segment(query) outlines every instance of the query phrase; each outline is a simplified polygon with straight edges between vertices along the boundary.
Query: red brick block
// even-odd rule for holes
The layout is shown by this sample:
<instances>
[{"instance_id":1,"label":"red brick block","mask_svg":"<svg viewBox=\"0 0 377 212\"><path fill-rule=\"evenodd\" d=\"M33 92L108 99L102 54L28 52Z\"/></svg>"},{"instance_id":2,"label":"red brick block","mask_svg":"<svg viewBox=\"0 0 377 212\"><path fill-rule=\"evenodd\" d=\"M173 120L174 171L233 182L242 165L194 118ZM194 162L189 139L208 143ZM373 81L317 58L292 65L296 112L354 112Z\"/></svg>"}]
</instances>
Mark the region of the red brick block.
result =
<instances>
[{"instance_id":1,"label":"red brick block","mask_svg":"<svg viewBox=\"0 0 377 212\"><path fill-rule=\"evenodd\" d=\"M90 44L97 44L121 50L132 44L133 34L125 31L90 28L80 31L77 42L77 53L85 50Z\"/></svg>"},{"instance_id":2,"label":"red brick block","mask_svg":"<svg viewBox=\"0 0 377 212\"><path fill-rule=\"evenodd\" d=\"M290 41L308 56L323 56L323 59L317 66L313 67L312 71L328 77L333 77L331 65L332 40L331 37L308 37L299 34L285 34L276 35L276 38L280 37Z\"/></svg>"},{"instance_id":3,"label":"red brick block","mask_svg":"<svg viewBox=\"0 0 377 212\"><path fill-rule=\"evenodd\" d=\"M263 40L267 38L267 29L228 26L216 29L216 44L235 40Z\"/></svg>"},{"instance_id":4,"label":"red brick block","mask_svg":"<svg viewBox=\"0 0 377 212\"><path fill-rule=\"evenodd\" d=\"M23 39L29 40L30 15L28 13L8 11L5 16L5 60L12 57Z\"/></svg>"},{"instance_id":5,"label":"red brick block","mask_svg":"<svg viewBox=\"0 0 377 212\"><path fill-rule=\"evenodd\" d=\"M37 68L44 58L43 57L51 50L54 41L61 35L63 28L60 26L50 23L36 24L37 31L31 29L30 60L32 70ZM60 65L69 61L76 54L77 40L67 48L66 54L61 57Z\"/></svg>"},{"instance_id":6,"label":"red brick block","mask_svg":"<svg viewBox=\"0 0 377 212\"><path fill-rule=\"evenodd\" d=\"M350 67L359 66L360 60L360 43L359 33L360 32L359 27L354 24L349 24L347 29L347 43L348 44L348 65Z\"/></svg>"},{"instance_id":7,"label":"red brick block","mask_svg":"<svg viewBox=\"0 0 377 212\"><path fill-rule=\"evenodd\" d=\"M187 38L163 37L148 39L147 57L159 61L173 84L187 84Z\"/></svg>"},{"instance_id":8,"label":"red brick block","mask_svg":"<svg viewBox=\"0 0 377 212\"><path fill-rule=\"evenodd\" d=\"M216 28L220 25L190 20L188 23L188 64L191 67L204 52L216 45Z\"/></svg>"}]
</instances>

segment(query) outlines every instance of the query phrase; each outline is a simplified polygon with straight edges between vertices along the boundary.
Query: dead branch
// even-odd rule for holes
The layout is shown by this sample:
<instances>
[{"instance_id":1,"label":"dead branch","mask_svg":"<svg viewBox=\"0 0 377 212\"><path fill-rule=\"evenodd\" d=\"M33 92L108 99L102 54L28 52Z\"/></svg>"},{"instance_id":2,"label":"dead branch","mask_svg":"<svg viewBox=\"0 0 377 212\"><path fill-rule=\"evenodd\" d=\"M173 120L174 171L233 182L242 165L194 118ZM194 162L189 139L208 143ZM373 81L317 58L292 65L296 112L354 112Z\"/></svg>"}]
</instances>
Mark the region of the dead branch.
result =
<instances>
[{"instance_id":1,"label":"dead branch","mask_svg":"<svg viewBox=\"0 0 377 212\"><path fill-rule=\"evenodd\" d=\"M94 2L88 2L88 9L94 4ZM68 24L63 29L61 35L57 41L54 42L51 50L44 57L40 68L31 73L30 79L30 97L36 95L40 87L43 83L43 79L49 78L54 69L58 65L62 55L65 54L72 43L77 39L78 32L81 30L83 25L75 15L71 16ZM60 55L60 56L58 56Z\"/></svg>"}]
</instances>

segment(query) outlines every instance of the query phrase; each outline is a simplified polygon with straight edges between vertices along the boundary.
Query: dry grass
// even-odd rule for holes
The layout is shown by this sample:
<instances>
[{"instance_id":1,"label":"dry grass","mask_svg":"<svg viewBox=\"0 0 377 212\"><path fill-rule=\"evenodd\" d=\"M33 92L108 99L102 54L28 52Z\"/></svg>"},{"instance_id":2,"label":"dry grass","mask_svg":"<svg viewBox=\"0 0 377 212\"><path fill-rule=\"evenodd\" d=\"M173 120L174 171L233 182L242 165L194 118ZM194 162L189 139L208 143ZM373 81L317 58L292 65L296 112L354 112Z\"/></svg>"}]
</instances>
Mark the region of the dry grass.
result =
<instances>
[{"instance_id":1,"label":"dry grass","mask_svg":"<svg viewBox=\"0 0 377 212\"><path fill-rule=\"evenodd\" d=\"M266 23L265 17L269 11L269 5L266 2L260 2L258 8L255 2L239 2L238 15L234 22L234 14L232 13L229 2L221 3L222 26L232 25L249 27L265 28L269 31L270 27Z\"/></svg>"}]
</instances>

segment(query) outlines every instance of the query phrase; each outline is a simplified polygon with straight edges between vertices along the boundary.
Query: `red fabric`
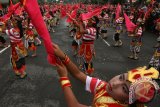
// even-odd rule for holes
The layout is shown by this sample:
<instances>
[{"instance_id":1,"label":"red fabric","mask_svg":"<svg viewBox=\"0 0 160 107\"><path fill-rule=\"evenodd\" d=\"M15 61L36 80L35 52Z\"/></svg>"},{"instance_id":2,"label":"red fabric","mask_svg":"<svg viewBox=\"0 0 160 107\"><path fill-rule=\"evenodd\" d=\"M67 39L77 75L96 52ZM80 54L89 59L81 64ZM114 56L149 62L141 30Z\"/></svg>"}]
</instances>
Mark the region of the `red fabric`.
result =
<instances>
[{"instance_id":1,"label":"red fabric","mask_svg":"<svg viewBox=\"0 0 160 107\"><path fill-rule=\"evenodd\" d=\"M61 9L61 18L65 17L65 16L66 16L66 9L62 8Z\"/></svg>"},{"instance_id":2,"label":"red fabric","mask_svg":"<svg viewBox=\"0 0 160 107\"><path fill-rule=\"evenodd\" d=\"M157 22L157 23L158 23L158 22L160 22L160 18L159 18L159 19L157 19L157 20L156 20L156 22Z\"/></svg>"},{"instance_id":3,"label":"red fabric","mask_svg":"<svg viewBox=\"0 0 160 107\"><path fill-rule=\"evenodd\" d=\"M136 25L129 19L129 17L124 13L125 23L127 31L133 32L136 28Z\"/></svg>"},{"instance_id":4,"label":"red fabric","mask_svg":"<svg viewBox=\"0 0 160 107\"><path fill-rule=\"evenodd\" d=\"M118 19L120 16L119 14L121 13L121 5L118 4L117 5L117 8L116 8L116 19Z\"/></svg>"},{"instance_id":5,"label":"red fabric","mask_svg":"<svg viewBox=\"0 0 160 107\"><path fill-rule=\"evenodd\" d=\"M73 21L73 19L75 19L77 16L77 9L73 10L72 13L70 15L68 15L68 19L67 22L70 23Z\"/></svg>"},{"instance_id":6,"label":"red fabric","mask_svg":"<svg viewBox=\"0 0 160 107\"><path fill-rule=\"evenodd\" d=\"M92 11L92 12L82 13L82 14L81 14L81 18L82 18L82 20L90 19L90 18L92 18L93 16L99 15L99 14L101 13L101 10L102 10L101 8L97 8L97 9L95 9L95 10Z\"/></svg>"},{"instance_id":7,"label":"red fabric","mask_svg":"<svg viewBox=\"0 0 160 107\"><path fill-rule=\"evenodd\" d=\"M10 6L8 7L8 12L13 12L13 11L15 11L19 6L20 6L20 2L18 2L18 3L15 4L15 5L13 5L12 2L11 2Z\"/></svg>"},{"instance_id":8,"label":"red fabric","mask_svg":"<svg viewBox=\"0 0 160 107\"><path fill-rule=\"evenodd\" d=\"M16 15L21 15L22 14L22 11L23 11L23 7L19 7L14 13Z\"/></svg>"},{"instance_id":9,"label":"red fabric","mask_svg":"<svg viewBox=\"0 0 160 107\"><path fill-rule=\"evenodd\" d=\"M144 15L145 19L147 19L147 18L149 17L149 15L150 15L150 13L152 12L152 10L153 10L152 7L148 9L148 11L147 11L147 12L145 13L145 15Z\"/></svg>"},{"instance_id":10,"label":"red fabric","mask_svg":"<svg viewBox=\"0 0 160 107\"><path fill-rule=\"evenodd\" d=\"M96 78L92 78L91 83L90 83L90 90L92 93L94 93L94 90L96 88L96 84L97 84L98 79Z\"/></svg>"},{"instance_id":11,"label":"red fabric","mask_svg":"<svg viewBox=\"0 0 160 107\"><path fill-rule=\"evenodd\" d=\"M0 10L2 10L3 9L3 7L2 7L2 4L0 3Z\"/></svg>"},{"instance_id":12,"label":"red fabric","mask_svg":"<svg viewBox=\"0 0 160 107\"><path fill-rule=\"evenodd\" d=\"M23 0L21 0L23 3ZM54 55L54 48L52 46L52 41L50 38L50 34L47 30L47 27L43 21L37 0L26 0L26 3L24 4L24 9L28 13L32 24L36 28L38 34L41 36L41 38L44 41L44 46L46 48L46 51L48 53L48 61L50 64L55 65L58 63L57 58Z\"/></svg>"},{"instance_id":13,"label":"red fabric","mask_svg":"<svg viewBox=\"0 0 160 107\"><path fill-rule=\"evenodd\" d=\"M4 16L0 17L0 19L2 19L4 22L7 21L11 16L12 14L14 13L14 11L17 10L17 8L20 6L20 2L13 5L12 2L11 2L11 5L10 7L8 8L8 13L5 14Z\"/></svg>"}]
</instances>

────────────────────

● Instructions to follow:
Gather every line of the listing above that contains the string "grass", counting only matches with the same uppercase and lowercase letters.

● Right answer:
Query: dry grass
[{"instance_id":1,"label":"dry grass","mask_svg":"<svg viewBox=\"0 0 377 212\"><path fill-rule=\"evenodd\" d=\"M33 92L108 99L102 54L28 52Z\"/></svg>"},{"instance_id":2,"label":"dry grass","mask_svg":"<svg viewBox=\"0 0 377 212\"><path fill-rule=\"evenodd\" d=\"M173 120L174 171L233 182L242 165L194 118ZM194 162L189 139L208 143ZM373 81L317 58L292 65L296 112L354 112Z\"/></svg>"}]
Mark the region of the dry grass.
[{"instance_id":1,"label":"dry grass","mask_svg":"<svg viewBox=\"0 0 377 212\"><path fill-rule=\"evenodd\" d=\"M266 23L265 17L269 11L269 5L266 2L260 2L258 8L255 2L239 2L238 15L234 22L234 14L232 13L229 2L221 3L222 26L232 25L249 27L265 28L269 31L270 27Z\"/></svg>"}]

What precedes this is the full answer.